What to do: Please repeat the line that contains "Exercise. Locate the black suv" and every line after it, exactly, through the end of the records.

++++++++

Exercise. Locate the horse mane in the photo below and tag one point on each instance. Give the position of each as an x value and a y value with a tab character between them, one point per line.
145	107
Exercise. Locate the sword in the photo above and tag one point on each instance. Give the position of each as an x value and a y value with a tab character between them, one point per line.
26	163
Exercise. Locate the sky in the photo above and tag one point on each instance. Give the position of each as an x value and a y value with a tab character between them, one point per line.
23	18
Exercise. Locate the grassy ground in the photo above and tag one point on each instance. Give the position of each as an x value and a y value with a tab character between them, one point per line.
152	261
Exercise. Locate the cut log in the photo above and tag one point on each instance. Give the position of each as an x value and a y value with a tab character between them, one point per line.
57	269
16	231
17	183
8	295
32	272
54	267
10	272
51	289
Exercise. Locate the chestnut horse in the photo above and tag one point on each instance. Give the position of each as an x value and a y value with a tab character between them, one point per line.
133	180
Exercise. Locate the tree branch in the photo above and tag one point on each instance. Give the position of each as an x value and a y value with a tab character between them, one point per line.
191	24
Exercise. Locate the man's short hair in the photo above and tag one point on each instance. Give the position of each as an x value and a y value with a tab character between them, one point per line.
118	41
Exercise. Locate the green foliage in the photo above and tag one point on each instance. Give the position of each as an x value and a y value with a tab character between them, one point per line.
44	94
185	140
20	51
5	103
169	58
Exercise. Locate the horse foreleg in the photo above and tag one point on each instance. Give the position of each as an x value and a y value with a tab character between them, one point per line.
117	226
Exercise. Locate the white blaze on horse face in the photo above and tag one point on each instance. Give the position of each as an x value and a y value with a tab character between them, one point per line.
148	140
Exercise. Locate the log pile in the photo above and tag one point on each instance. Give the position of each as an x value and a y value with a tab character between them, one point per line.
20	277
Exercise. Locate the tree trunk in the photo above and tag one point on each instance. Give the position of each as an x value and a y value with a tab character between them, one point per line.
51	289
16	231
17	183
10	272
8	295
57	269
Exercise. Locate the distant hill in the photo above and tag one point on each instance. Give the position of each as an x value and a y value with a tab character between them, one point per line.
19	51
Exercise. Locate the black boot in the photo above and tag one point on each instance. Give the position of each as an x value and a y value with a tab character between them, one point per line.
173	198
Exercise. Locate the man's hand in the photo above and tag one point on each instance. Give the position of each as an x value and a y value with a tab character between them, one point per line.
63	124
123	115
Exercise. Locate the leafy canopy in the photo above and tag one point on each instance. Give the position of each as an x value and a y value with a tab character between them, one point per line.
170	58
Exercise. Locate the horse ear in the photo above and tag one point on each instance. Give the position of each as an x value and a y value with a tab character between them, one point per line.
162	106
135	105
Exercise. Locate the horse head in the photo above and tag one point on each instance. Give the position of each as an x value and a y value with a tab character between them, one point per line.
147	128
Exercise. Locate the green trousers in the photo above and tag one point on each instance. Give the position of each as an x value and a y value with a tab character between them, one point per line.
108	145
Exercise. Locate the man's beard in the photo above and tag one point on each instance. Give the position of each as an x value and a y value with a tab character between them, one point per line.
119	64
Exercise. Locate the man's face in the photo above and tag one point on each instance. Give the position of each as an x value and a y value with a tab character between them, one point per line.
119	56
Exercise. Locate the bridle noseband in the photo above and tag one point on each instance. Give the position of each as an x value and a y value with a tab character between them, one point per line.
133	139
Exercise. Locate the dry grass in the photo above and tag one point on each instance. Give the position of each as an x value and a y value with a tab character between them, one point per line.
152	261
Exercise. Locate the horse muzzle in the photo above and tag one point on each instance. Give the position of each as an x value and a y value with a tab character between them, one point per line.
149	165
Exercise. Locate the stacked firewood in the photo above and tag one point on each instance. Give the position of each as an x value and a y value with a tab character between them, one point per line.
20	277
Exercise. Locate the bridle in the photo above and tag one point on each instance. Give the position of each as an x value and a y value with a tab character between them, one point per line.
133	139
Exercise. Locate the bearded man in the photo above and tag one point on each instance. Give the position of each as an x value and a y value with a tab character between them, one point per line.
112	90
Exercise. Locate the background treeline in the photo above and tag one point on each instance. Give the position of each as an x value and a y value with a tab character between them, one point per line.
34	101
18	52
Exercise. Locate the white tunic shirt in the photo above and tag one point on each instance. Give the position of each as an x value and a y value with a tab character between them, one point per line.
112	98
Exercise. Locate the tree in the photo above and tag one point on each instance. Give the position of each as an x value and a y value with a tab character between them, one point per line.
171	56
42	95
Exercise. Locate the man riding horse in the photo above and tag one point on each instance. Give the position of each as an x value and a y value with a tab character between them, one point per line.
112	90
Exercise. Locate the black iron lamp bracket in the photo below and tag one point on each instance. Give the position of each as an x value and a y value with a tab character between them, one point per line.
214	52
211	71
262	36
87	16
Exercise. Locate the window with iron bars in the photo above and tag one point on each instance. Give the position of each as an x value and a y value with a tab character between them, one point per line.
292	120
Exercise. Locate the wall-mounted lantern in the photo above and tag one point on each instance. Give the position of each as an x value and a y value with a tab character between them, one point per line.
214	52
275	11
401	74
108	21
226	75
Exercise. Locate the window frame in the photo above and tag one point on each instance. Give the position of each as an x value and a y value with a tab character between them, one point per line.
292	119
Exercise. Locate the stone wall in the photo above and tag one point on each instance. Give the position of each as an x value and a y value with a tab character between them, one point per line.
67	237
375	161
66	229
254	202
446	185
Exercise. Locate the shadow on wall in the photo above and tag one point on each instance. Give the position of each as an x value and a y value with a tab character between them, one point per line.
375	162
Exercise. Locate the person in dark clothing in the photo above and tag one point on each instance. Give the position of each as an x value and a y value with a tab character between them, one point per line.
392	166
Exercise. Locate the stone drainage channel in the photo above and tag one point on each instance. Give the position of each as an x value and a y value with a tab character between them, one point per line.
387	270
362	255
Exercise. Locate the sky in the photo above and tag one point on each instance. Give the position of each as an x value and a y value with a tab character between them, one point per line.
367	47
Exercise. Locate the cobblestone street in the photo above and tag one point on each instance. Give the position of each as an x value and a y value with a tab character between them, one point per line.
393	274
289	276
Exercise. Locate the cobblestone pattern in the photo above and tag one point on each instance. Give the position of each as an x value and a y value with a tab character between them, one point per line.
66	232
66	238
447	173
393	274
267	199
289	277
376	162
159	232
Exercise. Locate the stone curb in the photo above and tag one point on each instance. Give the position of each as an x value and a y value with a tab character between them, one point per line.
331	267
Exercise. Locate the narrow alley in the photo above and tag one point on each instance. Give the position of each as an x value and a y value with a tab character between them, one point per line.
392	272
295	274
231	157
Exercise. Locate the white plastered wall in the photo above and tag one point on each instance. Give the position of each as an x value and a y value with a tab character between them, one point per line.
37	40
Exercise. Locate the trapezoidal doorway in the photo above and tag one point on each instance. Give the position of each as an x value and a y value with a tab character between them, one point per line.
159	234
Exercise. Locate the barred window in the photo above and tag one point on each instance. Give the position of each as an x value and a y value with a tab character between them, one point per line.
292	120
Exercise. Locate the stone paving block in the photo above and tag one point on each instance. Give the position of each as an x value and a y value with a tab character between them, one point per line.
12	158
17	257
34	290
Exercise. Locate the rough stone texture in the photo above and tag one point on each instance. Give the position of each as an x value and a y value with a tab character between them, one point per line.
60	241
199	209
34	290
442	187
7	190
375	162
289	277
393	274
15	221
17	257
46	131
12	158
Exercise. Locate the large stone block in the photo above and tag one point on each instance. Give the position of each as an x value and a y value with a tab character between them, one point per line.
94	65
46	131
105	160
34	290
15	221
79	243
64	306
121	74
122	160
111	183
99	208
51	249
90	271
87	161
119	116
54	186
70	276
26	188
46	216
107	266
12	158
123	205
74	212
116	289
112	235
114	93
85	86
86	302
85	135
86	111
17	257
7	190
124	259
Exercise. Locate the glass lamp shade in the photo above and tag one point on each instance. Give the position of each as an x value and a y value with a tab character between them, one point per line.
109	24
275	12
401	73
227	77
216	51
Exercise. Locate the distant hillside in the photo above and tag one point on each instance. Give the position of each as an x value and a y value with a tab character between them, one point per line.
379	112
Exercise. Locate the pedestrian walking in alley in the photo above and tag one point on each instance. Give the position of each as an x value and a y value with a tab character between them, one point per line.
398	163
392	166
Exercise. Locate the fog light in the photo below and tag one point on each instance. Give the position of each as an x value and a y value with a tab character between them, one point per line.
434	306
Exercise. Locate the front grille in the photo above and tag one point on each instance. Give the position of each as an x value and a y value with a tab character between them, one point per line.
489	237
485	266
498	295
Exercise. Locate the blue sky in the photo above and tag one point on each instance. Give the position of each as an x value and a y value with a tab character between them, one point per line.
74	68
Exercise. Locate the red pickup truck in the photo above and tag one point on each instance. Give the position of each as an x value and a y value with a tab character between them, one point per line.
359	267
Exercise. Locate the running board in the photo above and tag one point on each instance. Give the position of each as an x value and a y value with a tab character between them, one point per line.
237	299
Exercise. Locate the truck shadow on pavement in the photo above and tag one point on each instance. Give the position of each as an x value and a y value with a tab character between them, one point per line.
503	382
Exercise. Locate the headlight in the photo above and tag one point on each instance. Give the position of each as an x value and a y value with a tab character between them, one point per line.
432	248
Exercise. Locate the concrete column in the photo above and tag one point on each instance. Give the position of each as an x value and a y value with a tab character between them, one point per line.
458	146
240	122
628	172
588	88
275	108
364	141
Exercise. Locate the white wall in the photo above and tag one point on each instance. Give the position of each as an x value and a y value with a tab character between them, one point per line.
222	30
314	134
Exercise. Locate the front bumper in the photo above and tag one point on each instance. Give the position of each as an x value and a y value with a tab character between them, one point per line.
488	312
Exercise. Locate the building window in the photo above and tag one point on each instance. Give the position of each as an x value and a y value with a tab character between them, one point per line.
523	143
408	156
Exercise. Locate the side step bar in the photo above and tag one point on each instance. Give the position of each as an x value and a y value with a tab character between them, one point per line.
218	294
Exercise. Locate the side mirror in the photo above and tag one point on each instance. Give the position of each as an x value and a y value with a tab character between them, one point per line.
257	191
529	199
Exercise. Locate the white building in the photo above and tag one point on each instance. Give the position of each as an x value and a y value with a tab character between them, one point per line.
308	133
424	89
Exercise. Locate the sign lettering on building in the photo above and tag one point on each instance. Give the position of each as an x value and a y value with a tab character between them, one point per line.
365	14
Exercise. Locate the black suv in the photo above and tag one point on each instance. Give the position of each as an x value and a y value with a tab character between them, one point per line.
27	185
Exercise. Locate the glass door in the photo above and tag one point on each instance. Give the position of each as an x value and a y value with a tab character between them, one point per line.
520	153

++++++++

Output for this task:
Exercise. Locate the black suv in the photo above and tag one point on each instance. Give the position of each as an x value and a y value with a tab character between them, one point per line.
27	185
Exercise. Locate the glass door in the photo above and tag one point on each instance. Give the position of each as an x value and a y value with a tab character between them, one point per line.
520	153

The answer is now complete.